▼▼▼
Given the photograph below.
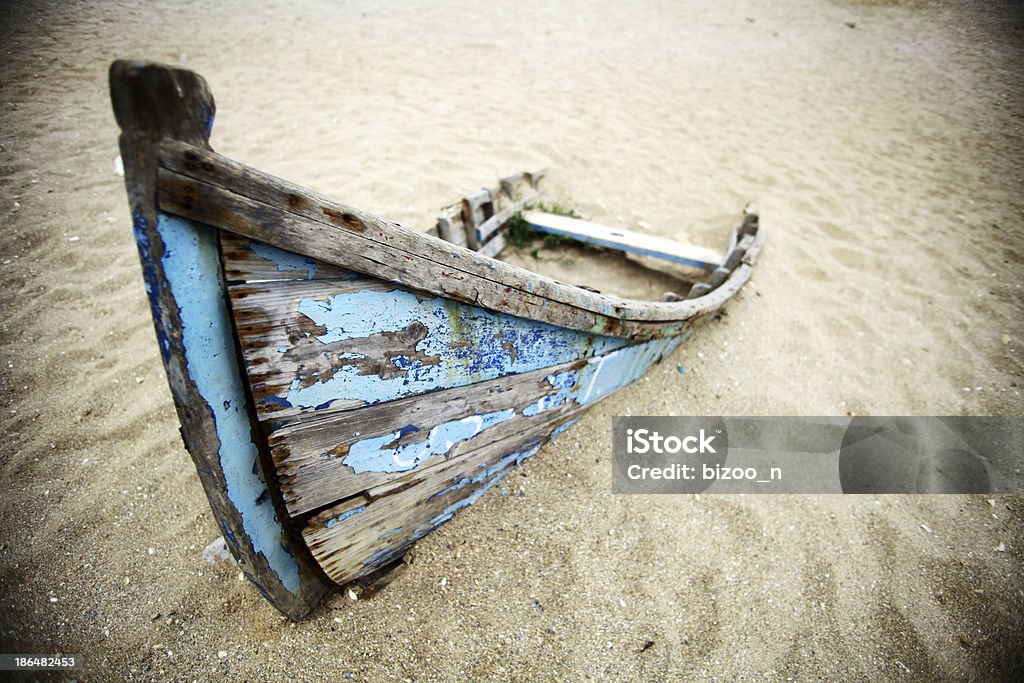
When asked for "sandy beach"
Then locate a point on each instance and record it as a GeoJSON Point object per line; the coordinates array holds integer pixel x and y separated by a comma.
{"type": "Point", "coordinates": [882, 142]}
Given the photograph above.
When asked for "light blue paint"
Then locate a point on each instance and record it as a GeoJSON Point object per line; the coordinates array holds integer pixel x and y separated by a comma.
{"type": "Point", "coordinates": [564, 382]}
{"type": "Point", "coordinates": [613, 371]}
{"type": "Point", "coordinates": [562, 427]}
{"type": "Point", "coordinates": [622, 246]}
{"type": "Point", "coordinates": [285, 260]}
{"type": "Point", "coordinates": [495, 473]}
{"type": "Point", "coordinates": [372, 455]}
{"type": "Point", "coordinates": [192, 265]}
{"type": "Point", "coordinates": [467, 341]}
{"type": "Point", "coordinates": [344, 515]}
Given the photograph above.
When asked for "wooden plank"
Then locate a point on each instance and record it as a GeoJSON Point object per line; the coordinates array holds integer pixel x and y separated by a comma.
{"type": "Point", "coordinates": [212, 188]}
{"type": "Point", "coordinates": [352, 541]}
{"type": "Point", "coordinates": [450, 226]}
{"type": "Point", "coordinates": [349, 249]}
{"type": "Point", "coordinates": [346, 453]}
{"type": "Point", "coordinates": [637, 243]}
{"type": "Point", "coordinates": [485, 229]}
{"type": "Point", "coordinates": [476, 209]}
{"type": "Point", "coordinates": [325, 345]}
{"type": "Point", "coordinates": [181, 267]}
{"type": "Point", "coordinates": [311, 457]}
{"type": "Point", "coordinates": [250, 261]}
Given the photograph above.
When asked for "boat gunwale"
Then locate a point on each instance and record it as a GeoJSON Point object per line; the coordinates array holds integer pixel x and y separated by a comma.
{"type": "Point", "coordinates": [202, 171]}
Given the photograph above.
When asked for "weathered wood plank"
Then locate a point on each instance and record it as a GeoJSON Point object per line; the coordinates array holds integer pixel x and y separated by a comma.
{"type": "Point", "coordinates": [352, 541]}
{"type": "Point", "coordinates": [476, 209]}
{"type": "Point", "coordinates": [485, 229]}
{"type": "Point", "coordinates": [450, 226]}
{"type": "Point", "coordinates": [333, 458]}
{"type": "Point", "coordinates": [322, 345]}
{"type": "Point", "coordinates": [181, 267]}
{"type": "Point", "coordinates": [620, 240]}
{"type": "Point", "coordinates": [217, 190]}
{"type": "Point", "coordinates": [248, 260]}
{"type": "Point", "coordinates": [313, 458]}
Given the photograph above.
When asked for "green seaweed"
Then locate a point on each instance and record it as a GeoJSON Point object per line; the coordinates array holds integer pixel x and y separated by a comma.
{"type": "Point", "coordinates": [520, 235]}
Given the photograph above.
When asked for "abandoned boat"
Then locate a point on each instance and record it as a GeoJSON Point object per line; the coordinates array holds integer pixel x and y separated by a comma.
{"type": "Point", "coordinates": [345, 384]}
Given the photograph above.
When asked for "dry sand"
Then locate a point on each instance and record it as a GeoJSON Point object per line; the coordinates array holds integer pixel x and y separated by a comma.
{"type": "Point", "coordinates": [883, 142]}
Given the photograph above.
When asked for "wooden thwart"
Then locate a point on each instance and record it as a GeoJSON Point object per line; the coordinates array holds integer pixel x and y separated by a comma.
{"type": "Point", "coordinates": [628, 241]}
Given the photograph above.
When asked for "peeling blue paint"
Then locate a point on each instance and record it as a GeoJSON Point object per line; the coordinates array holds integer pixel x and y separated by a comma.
{"type": "Point", "coordinates": [373, 455]}
{"type": "Point", "coordinates": [343, 516]}
{"type": "Point", "coordinates": [192, 265]}
{"type": "Point", "coordinates": [562, 427]}
{"type": "Point", "coordinates": [285, 260]}
{"type": "Point", "coordinates": [495, 473]}
{"type": "Point", "coordinates": [470, 345]}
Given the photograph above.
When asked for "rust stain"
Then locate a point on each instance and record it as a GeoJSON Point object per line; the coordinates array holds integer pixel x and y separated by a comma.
{"type": "Point", "coordinates": [345, 219]}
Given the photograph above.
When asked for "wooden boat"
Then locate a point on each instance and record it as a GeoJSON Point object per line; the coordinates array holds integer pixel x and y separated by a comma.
{"type": "Point", "coordinates": [345, 384]}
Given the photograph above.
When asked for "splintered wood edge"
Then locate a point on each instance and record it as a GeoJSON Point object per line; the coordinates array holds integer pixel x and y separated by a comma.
{"type": "Point", "coordinates": [154, 102]}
▲▲▲
WORK INSTRUCTIONS:
Write the entries above out again exactly, but not the pictures.

SOLVED PROBLEM:
Given the photograph below.
When asked for "sandy beach"
Then locate a point on each instance and record it as a GeoJSON Point object per line; the coordinates array holds integer pixel x and y separated by a comma.
{"type": "Point", "coordinates": [882, 142]}
Given the photograph above.
When asked for "light blue paint"
Then locate a point on each instance and record it as a GeoJSON Point object per line; the coordinates array holds integer pixel x and y separated by a comma.
{"type": "Point", "coordinates": [564, 382]}
{"type": "Point", "coordinates": [613, 371]}
{"type": "Point", "coordinates": [562, 427]}
{"type": "Point", "coordinates": [622, 246]}
{"type": "Point", "coordinates": [285, 260]}
{"type": "Point", "coordinates": [495, 473]}
{"type": "Point", "coordinates": [372, 455]}
{"type": "Point", "coordinates": [192, 265]}
{"type": "Point", "coordinates": [467, 341]}
{"type": "Point", "coordinates": [344, 515]}
Given the photograph above.
When asked for "wooden plank"
Then locate a point on each instance and record it as a GeoJSON Point object per line; the coordinates array holds integer pixel x and y separated by a comma.
{"type": "Point", "coordinates": [212, 188]}
{"type": "Point", "coordinates": [352, 541]}
{"type": "Point", "coordinates": [450, 226]}
{"type": "Point", "coordinates": [349, 249]}
{"type": "Point", "coordinates": [346, 453]}
{"type": "Point", "coordinates": [637, 243]}
{"type": "Point", "coordinates": [485, 229]}
{"type": "Point", "coordinates": [476, 209]}
{"type": "Point", "coordinates": [325, 345]}
{"type": "Point", "coordinates": [181, 267]}
{"type": "Point", "coordinates": [311, 457]}
{"type": "Point", "coordinates": [250, 261]}
Given the photograph above.
When asked for "boat gunwale"
Then locate a point on each instance and record it as a GeoJSON Point object per line; the coordinates array holds integer pixel x and y separated by a comma.
{"type": "Point", "coordinates": [202, 171]}
Given the photograph above.
When asked for "weathered wood plank"
Then locate a point on each instance and record it as a GeoJSON Point object per line; the coordinates array holds integer pixel x and y separated by a comma.
{"type": "Point", "coordinates": [352, 541]}
{"type": "Point", "coordinates": [476, 209]}
{"type": "Point", "coordinates": [485, 229]}
{"type": "Point", "coordinates": [450, 226]}
{"type": "Point", "coordinates": [333, 458]}
{"type": "Point", "coordinates": [322, 345]}
{"type": "Point", "coordinates": [181, 267]}
{"type": "Point", "coordinates": [620, 240]}
{"type": "Point", "coordinates": [217, 190]}
{"type": "Point", "coordinates": [248, 260]}
{"type": "Point", "coordinates": [313, 458]}
Given the photograph above.
When asked for "green seaweed"
Then locate a point on each instance and record it as a GeoJSON Point object per line; the coordinates array holds integer pixel x and y separated by a comma.
{"type": "Point", "coordinates": [520, 235]}
Given the photograph above.
When asked for "abandoned boat"
Then locate a point on each instance and record it as a GeoJSON Point object per line; the coordinates array holds integer pixel x and y separated by a comma.
{"type": "Point", "coordinates": [345, 384]}
Given the photograph above.
When asked for "dry sand"
Then locate a point on each instance and record it as a GeoJSON Point object per line; the coordinates array holds integer pixel x and y separated by a comma.
{"type": "Point", "coordinates": [883, 142]}
Given the photograph above.
When asked for "wooden thwart"
Then locate a point on each instance and record it as a GeoJSON Point object per line; the coordinates array holds integer pixel x and y separated by a comma.
{"type": "Point", "coordinates": [628, 241]}
Given the photograph above.
When asked for "peeling blue paint"
Then locate a point on each instance and record it as a GeoJSON Point object per line; the coordinates array holds integer pixel x and y separated by a comma.
{"type": "Point", "coordinates": [373, 455]}
{"type": "Point", "coordinates": [343, 516]}
{"type": "Point", "coordinates": [192, 265]}
{"type": "Point", "coordinates": [562, 427]}
{"type": "Point", "coordinates": [285, 260]}
{"type": "Point", "coordinates": [495, 473]}
{"type": "Point", "coordinates": [470, 345]}
Given the photograph above.
When asked for "rust stain"
Then locate a point on each instance and record it as a GeoJSON Point object per line; the coordinates array holds integer pixel x and y separated by a comma.
{"type": "Point", "coordinates": [345, 219]}
Given the photograph above.
When asked for "wooden boat"
Then locate a point on each instance and record it as a GeoJSON Point object per line; the coordinates array holds integer pixel x and y separated by a comma.
{"type": "Point", "coordinates": [345, 384]}
Given the photograph above.
When asked for "splintered wood edge"
Then locate a point on each instance and record it as a GeoJSON Point object per line; the coordinates array holds integer pixel x and y separated by a comma.
{"type": "Point", "coordinates": [154, 102]}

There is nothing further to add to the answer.